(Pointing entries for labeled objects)
>> Start

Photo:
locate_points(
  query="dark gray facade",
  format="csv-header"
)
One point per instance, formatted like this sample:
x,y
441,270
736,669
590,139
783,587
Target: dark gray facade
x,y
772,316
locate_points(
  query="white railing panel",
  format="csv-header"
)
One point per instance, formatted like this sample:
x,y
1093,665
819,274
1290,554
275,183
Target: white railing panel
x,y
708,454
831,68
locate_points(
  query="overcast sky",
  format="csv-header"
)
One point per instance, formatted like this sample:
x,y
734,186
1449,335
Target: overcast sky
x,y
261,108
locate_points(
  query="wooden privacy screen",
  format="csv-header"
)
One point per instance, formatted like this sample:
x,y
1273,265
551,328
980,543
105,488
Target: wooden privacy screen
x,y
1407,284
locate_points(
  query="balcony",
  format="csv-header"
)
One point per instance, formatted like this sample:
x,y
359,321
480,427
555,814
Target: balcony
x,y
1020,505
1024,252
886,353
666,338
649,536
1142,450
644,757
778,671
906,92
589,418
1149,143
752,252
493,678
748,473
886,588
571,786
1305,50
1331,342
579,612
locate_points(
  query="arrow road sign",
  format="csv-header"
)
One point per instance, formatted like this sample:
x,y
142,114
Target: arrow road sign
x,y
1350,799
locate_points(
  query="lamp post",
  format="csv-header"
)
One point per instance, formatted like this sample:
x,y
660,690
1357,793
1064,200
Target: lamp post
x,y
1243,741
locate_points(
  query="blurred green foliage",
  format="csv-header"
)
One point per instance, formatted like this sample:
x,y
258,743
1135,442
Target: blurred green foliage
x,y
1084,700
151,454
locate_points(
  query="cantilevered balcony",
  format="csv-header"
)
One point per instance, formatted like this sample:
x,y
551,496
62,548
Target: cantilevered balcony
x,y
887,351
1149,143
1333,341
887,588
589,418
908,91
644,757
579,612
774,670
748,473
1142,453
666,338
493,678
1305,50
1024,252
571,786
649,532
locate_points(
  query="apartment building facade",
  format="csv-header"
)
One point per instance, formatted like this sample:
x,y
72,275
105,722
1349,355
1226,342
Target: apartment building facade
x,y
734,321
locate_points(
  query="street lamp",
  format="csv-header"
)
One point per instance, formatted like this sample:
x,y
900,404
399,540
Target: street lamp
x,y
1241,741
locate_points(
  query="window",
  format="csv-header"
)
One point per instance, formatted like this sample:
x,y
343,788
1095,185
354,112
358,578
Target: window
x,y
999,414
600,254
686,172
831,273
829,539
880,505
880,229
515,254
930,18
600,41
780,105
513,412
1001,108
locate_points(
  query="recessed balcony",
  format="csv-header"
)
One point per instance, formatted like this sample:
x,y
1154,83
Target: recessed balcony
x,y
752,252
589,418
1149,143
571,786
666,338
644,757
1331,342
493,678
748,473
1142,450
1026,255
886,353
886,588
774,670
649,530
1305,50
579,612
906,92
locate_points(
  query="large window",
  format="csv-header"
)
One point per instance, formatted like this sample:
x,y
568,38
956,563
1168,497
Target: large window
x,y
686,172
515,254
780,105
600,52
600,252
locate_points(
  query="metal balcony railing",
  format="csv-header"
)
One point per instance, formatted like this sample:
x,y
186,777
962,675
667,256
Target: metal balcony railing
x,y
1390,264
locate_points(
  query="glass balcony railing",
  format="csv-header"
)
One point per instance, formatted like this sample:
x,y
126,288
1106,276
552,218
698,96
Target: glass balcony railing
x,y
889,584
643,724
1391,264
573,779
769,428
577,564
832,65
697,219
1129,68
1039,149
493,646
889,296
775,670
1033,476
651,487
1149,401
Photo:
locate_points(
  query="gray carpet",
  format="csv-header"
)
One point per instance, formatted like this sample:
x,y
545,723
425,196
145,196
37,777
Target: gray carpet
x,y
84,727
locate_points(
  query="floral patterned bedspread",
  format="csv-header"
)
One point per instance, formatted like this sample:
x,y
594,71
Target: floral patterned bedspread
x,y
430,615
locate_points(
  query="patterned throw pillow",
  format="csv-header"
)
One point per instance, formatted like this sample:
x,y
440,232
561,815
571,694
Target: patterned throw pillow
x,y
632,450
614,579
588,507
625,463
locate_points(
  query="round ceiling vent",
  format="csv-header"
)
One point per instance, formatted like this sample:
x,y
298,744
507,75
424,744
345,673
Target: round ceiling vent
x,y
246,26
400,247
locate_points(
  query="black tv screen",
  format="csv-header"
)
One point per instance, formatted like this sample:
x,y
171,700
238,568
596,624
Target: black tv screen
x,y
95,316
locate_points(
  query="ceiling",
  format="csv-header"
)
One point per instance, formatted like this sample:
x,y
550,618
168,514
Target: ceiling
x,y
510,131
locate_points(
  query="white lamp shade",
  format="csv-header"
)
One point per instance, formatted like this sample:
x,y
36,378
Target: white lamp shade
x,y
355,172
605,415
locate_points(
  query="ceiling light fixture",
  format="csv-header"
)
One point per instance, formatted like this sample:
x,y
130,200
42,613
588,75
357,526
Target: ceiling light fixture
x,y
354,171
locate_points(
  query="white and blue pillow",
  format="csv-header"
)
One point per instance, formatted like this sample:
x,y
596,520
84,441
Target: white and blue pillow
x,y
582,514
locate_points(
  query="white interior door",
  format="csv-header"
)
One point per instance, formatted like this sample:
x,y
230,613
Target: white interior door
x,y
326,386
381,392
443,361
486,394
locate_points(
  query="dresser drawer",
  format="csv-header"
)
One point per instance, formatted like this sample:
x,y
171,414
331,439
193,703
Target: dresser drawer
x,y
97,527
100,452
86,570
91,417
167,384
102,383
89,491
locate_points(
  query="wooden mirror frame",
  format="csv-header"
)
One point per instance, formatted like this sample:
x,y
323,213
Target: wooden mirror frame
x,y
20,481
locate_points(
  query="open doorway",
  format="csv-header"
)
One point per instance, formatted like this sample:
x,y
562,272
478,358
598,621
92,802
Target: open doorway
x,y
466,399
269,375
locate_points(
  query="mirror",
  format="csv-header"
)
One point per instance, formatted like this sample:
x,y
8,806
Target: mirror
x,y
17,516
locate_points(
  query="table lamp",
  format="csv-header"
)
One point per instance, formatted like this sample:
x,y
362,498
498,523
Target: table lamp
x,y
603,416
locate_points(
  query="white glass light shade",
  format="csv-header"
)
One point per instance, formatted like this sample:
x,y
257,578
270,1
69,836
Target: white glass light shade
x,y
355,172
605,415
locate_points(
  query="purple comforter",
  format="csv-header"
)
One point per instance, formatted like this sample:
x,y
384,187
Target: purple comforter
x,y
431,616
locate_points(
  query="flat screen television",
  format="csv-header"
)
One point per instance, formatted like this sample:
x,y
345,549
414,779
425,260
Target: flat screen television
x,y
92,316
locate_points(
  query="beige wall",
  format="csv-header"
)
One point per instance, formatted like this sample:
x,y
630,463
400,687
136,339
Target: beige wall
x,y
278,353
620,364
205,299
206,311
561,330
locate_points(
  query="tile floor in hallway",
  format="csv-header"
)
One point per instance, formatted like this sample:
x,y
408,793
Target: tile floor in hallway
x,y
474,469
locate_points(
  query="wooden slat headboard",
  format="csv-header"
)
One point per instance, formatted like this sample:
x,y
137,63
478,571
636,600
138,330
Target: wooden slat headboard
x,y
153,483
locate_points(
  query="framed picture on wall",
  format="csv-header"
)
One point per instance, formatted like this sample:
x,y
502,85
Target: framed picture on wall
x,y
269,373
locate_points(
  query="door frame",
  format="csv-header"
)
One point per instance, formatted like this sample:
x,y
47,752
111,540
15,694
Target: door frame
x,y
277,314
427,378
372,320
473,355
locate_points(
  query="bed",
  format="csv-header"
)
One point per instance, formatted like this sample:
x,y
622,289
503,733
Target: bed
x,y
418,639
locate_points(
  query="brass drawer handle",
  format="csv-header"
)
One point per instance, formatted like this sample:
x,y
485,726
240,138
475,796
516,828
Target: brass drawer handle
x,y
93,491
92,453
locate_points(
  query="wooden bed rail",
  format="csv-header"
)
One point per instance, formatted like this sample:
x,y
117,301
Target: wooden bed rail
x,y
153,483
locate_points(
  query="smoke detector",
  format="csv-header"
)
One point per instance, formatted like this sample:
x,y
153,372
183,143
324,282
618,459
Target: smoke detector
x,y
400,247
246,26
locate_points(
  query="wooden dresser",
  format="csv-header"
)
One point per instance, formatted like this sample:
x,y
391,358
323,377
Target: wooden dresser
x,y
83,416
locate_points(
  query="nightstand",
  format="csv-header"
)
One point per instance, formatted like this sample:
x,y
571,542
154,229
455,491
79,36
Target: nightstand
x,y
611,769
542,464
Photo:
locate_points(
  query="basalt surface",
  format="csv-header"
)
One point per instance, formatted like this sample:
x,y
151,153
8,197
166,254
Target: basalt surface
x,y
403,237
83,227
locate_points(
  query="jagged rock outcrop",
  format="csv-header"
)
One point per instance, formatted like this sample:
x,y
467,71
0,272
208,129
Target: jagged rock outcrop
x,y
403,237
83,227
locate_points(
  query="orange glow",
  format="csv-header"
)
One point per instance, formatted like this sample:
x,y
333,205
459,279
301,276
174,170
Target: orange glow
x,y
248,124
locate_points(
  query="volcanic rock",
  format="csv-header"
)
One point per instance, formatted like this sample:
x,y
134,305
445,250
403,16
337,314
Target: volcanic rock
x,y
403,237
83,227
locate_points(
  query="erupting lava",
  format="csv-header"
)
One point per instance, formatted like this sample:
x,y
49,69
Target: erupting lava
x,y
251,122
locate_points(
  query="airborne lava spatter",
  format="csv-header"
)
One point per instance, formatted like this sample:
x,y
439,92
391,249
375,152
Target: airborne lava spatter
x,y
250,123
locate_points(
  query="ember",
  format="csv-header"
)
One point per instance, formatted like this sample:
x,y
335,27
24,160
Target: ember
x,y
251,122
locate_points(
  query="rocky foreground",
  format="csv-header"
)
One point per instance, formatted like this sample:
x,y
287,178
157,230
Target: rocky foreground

>> End

• [Task]:
Could you gather every line in the records that contains the string "smoke" and copy each one out in full? Case counts.

• [In response]:
  query="smoke detector",
Target: smoke detector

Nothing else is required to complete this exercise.